• TEXT TO READ
_ _ _ _
This month’s release of Compton: A Soundtrack By Dr. Dre carries with it the unfortunate coda that his long-delayed album, Detox (originally announced in 2002), will never see the light of day. While some may have predicted as much, there’s something sad about knowing it’s never going to happen. Detox, despite several updates and teases over the years, will carry the legacy of being the longest delayed album of the modern era to never materialize.

Detox isn't the only anticipated LP to become ridiculously delayed. In fact, over the past 50 years, we’ve found five other releases that have been on the receiving end of “... is never coming out?” jokes, but were then actually released. In an attempt to figure out where Detox would have fallen on the spectrum, we decided to rank these five albums.

First, some ground rules. 1) We’re counting the “delay” by naming the first announced year that the album was supposed to come out. Some may have began production beforehand, but we're going by promised completion dates. 2) Regardless how much may have been scrapped, in the interim, if it had the same title, it’s the same album. 3) We’re using the year the albums actually hit store shelves for the release — no bootleggers need apply.
_ _ _ _
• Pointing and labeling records

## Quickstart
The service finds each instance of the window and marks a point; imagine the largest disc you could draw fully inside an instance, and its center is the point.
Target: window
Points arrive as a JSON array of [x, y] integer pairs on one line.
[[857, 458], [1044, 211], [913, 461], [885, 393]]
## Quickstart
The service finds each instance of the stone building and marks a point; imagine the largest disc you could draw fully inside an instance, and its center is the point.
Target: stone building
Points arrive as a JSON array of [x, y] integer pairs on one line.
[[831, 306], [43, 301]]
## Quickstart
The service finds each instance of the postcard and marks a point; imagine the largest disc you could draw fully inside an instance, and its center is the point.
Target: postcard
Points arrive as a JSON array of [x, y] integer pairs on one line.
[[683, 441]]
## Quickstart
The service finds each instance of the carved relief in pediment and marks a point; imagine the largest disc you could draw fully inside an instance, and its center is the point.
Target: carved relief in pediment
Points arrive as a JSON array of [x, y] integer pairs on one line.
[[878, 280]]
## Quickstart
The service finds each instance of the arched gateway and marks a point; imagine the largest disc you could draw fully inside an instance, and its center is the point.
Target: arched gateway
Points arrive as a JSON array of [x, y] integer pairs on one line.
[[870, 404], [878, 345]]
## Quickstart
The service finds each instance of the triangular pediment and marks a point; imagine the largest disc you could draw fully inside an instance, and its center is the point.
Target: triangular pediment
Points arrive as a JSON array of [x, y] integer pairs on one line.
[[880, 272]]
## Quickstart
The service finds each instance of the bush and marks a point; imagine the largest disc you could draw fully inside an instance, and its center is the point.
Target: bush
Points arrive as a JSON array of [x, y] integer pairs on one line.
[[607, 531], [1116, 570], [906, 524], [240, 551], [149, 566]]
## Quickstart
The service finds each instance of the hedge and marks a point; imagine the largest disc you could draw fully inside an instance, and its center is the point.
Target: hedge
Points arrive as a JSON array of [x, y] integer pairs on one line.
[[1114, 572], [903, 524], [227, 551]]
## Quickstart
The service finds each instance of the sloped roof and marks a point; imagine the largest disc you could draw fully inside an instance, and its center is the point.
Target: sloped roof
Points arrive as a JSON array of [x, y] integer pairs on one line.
_ _ _ _
• SHORT EXERCISE 1
Based on the article about delayed albums, decide whether each statement agrees with it, answering yes or no and quoting the deciding words: (a) Detox was first announced in 2002. (b) Seven albums are ranked. (c) The delay is measured from the year production began.
• SHORT EXERCISE 2
Report how many lines of the records contain the string "Target", treating case as significant, and give only the number.
The article and the records come from separate, unrelated sources.

• EXERCISE SOLUTION 1
(a) Yes: "originally announced in 2002"
(b) No: "we decided to rank these five albums"
(c) No: "Some may have began production beforehand, but we're going by promised completion dates."

• EXERCISE SOLUTION 2
9